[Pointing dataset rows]
-------------------------
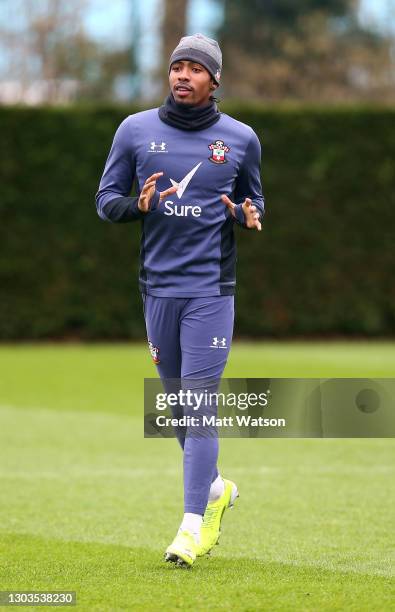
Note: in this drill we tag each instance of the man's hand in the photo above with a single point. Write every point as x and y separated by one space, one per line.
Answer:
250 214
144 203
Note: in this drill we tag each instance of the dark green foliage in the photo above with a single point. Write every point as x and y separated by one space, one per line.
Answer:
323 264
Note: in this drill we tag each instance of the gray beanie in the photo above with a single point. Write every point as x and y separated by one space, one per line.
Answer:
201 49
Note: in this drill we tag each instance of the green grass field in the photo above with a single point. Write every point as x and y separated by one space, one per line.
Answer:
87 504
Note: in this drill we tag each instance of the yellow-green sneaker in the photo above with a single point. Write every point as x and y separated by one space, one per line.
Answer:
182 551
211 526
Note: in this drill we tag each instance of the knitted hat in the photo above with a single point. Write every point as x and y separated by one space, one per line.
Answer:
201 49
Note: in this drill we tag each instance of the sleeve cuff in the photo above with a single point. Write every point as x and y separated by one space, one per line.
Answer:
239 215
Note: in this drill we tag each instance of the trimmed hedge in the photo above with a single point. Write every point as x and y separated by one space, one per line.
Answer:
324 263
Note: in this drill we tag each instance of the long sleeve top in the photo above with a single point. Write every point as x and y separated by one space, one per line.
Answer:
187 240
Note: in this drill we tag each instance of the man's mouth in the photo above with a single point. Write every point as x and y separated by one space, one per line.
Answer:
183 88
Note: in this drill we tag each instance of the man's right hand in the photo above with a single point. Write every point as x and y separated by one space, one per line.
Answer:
-------------------------
Goal: Could you rewrite the rows from the line containing "the man's right" through the end of the rows, changing "right hand" to "left hand" and keeping everything else the same?

Final result:
Note: in this drill we tag each instance of the man's left hand in the photo above with a single point. Write every point as x and y separated by one space, one per line.
Answer:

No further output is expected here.